WHAT NEEDS TO BE DONE:
Write out every line of the material exactly as it appears.

=====

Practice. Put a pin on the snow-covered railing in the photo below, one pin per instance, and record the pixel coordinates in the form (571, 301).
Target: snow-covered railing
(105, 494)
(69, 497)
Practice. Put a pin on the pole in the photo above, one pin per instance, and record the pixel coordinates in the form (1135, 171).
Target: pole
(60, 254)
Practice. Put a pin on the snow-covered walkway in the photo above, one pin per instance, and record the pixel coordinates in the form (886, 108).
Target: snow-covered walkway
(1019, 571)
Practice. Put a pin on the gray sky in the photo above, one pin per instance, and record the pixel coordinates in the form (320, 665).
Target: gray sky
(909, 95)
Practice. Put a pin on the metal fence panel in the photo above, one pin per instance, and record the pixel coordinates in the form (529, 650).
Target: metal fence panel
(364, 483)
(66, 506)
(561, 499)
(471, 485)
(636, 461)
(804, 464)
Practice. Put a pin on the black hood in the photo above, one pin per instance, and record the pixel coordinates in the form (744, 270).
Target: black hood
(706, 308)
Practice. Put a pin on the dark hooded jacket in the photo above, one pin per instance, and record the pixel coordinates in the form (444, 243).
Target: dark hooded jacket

=====

RESPONSE AREA:
Practice. Put a pin on the snow-covered railing in the photo below, one pin per instance, and record the pixel coordinates in the form (571, 301).
Target: snow-covered railing
(105, 494)
(69, 497)
Practice. Put a pin on the pole in the photo above, one pin per instance, and record the pixel coordinates in the form (1135, 171).
Target: pole
(60, 254)
Practice. Put a pin on the snow-covered walkway in the photo above, one pin per instance, and record the pixel coordinates in the form (886, 108).
Target: snow-covered walkway
(1019, 571)
Practice. Put a pin on the gray sky in the photo above, one pin per instance, and record the pixel coordinates in the form (320, 665).
Target: gray sky
(909, 95)
Practice. Put a pin on the metal fence panel in the photo above, one pin per instance, and record the pixel coordinates in the form (529, 650).
Target: metal fence panel
(364, 483)
(66, 506)
(561, 499)
(471, 485)
(636, 461)
(804, 464)
Practice. Put a pin on the black hood in the photo above, one pin per instance, and record the pixel coordinates in the form (744, 270).
Target: black hood
(706, 308)
Practice. Put a pin on the dark hooded jacket in the photo above, one pin per instance, and record the pixel coordinates in the form (444, 243).
Target: dark hooded jacket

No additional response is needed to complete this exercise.